Work to complete. Scan the following data for lines with "below" and state how many there are, as a number only.

Data extract.
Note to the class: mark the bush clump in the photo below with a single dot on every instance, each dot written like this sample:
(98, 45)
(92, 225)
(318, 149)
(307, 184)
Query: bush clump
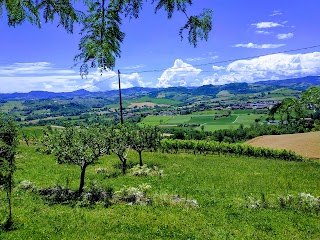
(145, 171)
(133, 195)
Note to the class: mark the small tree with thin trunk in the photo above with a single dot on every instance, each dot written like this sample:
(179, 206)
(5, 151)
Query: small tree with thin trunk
(120, 138)
(144, 138)
(80, 146)
(8, 145)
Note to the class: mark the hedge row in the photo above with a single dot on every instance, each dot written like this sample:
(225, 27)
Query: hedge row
(212, 147)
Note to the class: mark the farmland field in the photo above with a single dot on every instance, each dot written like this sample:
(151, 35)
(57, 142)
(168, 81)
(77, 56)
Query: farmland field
(207, 119)
(222, 186)
(305, 144)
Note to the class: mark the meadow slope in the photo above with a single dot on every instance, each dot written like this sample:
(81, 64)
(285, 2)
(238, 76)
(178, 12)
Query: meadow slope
(305, 144)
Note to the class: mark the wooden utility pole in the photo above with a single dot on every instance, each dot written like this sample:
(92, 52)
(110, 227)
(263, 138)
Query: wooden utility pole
(121, 114)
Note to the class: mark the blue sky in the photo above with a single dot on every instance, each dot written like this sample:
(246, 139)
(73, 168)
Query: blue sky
(42, 59)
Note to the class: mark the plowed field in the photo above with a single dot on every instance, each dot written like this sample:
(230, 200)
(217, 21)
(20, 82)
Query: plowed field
(305, 144)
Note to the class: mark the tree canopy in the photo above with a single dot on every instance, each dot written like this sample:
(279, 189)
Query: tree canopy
(101, 32)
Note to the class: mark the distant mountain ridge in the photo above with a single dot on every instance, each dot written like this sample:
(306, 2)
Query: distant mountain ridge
(301, 84)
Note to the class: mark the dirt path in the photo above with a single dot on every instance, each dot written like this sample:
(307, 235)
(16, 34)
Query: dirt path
(305, 144)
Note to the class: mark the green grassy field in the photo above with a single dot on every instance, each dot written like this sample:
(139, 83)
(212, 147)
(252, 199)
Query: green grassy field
(157, 100)
(220, 185)
(206, 118)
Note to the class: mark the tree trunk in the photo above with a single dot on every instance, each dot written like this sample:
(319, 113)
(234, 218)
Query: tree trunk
(124, 165)
(140, 158)
(82, 175)
(9, 222)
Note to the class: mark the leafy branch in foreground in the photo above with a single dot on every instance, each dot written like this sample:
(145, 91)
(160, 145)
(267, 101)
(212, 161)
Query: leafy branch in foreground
(100, 45)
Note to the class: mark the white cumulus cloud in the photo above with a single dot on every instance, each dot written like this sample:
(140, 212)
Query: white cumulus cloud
(263, 32)
(275, 13)
(261, 46)
(283, 36)
(217, 68)
(195, 59)
(181, 74)
(267, 25)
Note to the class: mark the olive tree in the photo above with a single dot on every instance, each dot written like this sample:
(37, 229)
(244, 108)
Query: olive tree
(144, 138)
(80, 146)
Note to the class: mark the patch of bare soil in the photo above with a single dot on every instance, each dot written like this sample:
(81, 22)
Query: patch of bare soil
(305, 144)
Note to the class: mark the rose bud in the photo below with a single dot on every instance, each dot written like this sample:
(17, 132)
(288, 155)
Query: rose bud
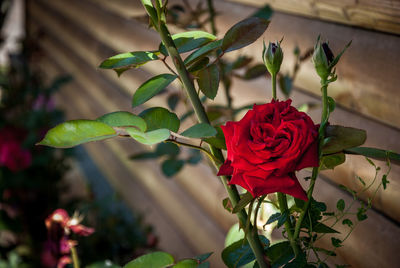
(267, 146)
(273, 57)
(323, 59)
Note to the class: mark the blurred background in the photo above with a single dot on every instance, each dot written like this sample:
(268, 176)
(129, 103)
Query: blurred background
(54, 68)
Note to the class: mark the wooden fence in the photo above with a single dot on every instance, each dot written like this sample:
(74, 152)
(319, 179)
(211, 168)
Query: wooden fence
(76, 35)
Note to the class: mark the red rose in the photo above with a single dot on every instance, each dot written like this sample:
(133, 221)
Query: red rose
(267, 146)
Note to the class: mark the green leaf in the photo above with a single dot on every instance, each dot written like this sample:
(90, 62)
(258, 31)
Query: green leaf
(237, 254)
(187, 41)
(243, 202)
(75, 132)
(203, 257)
(282, 219)
(172, 166)
(208, 81)
(123, 119)
(204, 265)
(342, 138)
(280, 254)
(167, 148)
(218, 141)
(172, 101)
(274, 217)
(374, 153)
(332, 160)
(384, 181)
(226, 203)
(336, 242)
(194, 158)
(322, 228)
(265, 12)
(202, 52)
(129, 60)
(199, 131)
(255, 71)
(198, 65)
(341, 205)
(159, 117)
(361, 180)
(148, 138)
(347, 222)
(299, 262)
(151, 87)
(144, 156)
(148, 5)
(187, 263)
(154, 260)
(244, 33)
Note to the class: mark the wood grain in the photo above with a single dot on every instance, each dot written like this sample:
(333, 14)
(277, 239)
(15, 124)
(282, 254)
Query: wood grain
(377, 15)
(94, 51)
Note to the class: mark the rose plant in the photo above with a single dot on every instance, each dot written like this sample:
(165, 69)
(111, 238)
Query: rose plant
(265, 148)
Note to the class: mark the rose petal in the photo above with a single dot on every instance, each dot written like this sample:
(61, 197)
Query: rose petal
(226, 169)
(310, 157)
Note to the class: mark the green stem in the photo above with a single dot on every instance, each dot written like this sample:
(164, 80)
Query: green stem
(211, 10)
(233, 194)
(288, 225)
(315, 171)
(75, 259)
(273, 86)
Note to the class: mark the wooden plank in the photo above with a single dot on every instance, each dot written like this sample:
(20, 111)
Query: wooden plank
(377, 15)
(345, 174)
(211, 200)
(367, 72)
(383, 239)
(383, 229)
(135, 196)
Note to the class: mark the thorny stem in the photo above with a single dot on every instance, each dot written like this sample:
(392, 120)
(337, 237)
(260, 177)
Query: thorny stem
(282, 197)
(211, 10)
(75, 259)
(273, 86)
(315, 171)
(212, 158)
(166, 65)
(288, 225)
(233, 194)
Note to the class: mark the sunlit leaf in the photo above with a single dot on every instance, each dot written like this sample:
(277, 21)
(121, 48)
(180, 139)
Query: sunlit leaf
(159, 117)
(187, 263)
(123, 119)
(341, 138)
(202, 52)
(187, 41)
(149, 138)
(129, 60)
(198, 131)
(151, 87)
(255, 71)
(75, 132)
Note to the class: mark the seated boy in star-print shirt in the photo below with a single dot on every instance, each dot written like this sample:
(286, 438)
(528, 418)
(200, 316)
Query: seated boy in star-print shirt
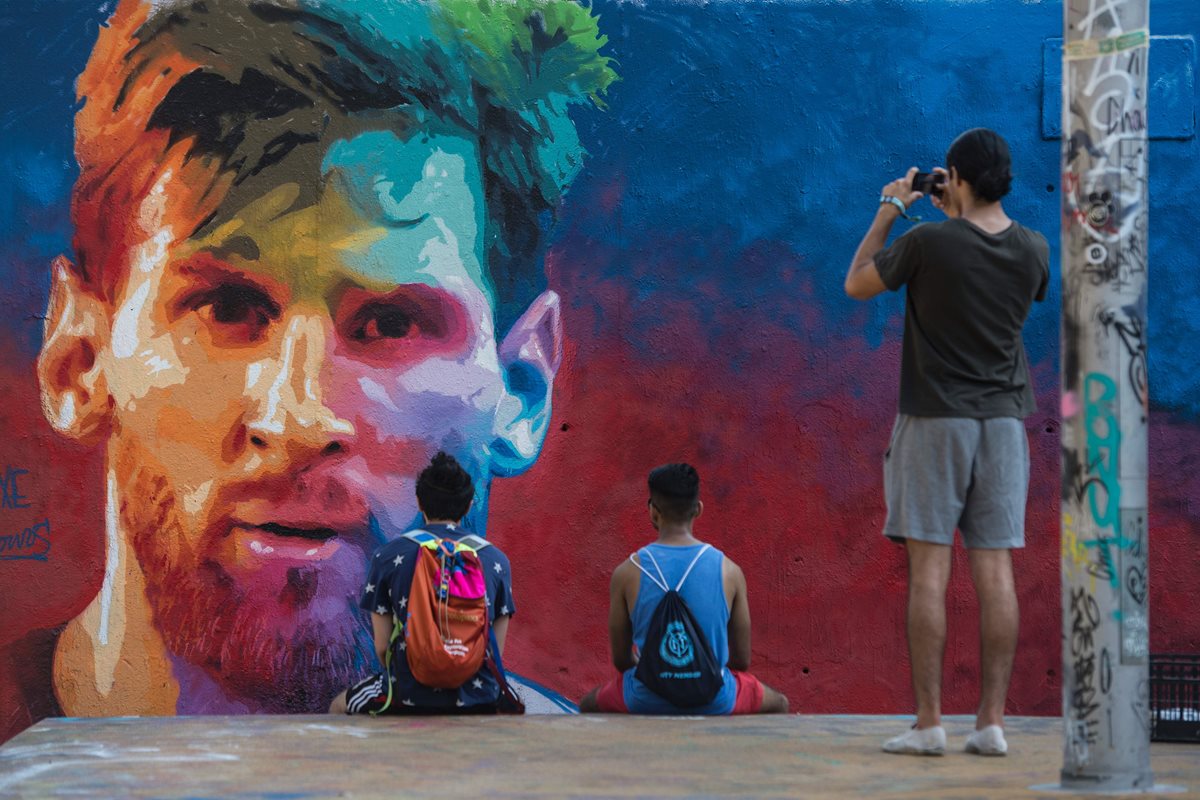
(444, 492)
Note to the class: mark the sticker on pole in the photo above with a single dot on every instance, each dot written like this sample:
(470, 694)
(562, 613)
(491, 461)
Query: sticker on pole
(1095, 48)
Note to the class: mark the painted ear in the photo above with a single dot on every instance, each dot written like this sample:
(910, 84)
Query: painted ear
(75, 395)
(529, 356)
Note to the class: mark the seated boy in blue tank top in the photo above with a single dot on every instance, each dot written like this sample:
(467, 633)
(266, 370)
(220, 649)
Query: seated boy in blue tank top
(715, 591)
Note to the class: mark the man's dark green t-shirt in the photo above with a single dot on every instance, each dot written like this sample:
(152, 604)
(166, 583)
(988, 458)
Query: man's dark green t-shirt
(969, 295)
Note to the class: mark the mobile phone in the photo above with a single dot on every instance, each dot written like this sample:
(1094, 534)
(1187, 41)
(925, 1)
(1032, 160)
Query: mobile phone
(928, 182)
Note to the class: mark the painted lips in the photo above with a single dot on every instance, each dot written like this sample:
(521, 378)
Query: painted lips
(262, 529)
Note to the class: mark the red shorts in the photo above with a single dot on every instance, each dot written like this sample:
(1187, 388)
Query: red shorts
(611, 697)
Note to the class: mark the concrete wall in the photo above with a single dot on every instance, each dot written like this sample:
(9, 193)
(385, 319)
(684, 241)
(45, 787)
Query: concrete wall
(699, 258)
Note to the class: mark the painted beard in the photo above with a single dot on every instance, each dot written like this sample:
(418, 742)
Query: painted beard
(282, 641)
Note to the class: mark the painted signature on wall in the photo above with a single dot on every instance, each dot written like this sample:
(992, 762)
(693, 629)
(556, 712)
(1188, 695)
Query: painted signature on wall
(29, 543)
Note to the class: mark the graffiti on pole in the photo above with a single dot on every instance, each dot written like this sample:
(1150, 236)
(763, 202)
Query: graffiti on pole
(1105, 394)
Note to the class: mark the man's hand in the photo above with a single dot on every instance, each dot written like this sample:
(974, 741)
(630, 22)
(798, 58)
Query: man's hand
(901, 188)
(863, 280)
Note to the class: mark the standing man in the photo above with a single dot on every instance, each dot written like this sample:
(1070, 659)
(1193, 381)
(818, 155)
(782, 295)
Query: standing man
(959, 455)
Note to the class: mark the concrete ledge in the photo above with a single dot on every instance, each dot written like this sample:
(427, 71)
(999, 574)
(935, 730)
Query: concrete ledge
(537, 756)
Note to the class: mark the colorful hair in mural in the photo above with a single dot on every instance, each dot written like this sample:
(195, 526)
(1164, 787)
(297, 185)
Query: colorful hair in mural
(299, 229)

Answer. 3